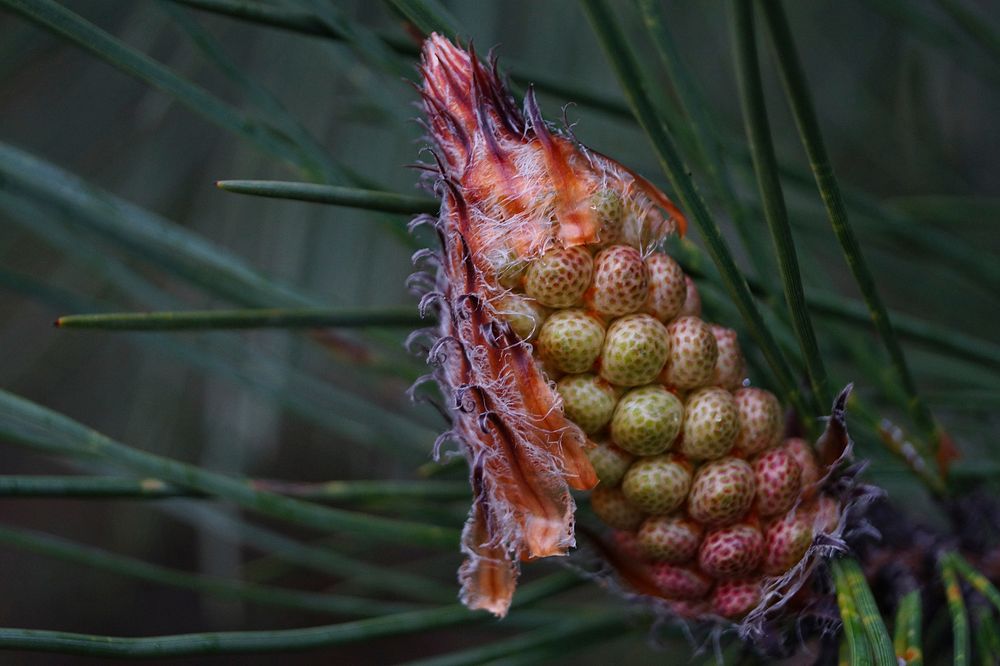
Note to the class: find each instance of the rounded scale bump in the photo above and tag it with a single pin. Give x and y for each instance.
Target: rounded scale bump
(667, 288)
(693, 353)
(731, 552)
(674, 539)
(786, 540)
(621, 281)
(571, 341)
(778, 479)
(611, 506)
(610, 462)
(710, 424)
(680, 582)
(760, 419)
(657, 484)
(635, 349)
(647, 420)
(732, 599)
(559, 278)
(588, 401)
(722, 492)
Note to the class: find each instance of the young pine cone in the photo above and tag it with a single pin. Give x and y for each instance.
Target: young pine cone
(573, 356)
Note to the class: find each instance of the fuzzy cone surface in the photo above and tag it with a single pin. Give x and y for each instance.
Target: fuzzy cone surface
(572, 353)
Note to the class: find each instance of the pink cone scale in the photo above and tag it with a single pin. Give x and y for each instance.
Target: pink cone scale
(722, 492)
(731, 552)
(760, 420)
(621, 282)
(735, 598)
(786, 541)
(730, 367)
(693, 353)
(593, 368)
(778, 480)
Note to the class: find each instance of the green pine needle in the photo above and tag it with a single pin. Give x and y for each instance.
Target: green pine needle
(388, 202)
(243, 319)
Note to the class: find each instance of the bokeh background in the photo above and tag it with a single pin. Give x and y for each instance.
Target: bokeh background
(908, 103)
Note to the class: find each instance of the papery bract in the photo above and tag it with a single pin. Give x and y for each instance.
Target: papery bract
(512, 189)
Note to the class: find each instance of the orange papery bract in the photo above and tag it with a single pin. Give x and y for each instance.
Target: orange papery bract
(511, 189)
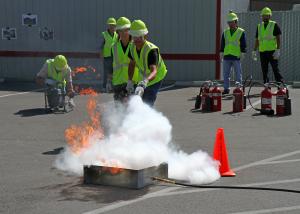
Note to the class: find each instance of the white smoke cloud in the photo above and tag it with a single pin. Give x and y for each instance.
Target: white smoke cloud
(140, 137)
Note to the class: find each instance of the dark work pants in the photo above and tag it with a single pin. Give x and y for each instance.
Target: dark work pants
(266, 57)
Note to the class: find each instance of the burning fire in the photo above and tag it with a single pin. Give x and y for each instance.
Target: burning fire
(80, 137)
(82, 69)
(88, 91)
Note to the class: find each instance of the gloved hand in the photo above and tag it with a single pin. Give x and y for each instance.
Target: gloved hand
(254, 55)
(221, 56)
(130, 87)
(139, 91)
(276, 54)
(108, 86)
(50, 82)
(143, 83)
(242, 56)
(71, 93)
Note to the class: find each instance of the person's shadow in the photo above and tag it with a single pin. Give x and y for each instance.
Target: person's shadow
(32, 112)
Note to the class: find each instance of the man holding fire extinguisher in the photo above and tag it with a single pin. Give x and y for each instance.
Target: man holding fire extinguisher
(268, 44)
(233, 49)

——————————

▶ Task item
Without the pictures, repeat every line of the material above exactly.

▶ Finished exercise
Note to the class: find each instance of the rounded scale bump in the photo above and tag it with a single pin. Give x and y for each instance.
Target: rounded scale bump
(667, 288)
(693, 353)
(731, 552)
(674, 539)
(786, 540)
(621, 281)
(571, 341)
(778, 479)
(611, 506)
(610, 462)
(710, 424)
(680, 582)
(760, 419)
(657, 484)
(635, 349)
(647, 420)
(732, 599)
(559, 278)
(588, 401)
(722, 492)
Note to the class: find each instance of the young pine cone in the photo above and tag it with a single pin. Give x and y for each instance.
Target: young pine cone
(573, 356)
Note to the class: find each instance of the fuzzy cone surface in the photo above and tag it with a single pin. Give x and y for each instance.
Target: fuzzy cone surface
(572, 353)
Note to the class: find each instance of the pink cone scale in the photo above and tag it with a single pin. Give x and y for each instance.
Target: pink cone scale
(722, 492)
(731, 552)
(760, 420)
(621, 282)
(735, 598)
(786, 541)
(730, 367)
(693, 353)
(593, 368)
(778, 480)
Note to the class: find each instance of the green pine needle in the photo above and tag it with a single pin. Give x and y for each instance.
Target: green pine needle
(388, 202)
(243, 319)
Note to the class: find each instance of the bokeh background in the photo above and tag it with a single pin. Give x and y for each instance.
Target: bokeh background
(908, 103)
Note to the class: find each instance of the papery bract in the photo above and tag it with a single pin. Give x and y for each instance.
Target: papery bract
(512, 189)
Note to the class: find each instance of the orange papery bract in the photo above and tag it with a single pin. Give x and y for each instance.
Target: orange papery bract
(511, 189)
Note to the class: find each instance of the white smoke cloud in the photo above and tag it with a single pin. Give x and y for each instance.
Target: white smoke cloud
(140, 137)
Note to the class: find each instance of the dark work pants in the photo above and tag it with a single pin. Give x and y for each instance.
Target: dark work pants
(266, 57)
Note to the class: find each instance of the burning fire in the photo above and tag it with a single pin. Give x and y for each instance.
Target: burning fire
(80, 137)
(82, 69)
(88, 91)
Note to the class: find each instance of the gloved hand in the photo above and tag it with a single pin. Give x and y for each instance.
Target: gloved hand
(254, 55)
(221, 56)
(130, 87)
(139, 91)
(276, 54)
(108, 86)
(50, 82)
(143, 83)
(242, 56)
(71, 93)
Note to the class: find each instance of the person's shadow in the photo above and tag it with a single pin. Give x and y for each instance.
Target: person's shadow
(32, 112)
Note to the class: find each instance of the man holding fire extinguisher in the photo above and tag it with a single pin. Give x and y for each instance.
Target: man holding fire extinguisher
(268, 44)
(233, 49)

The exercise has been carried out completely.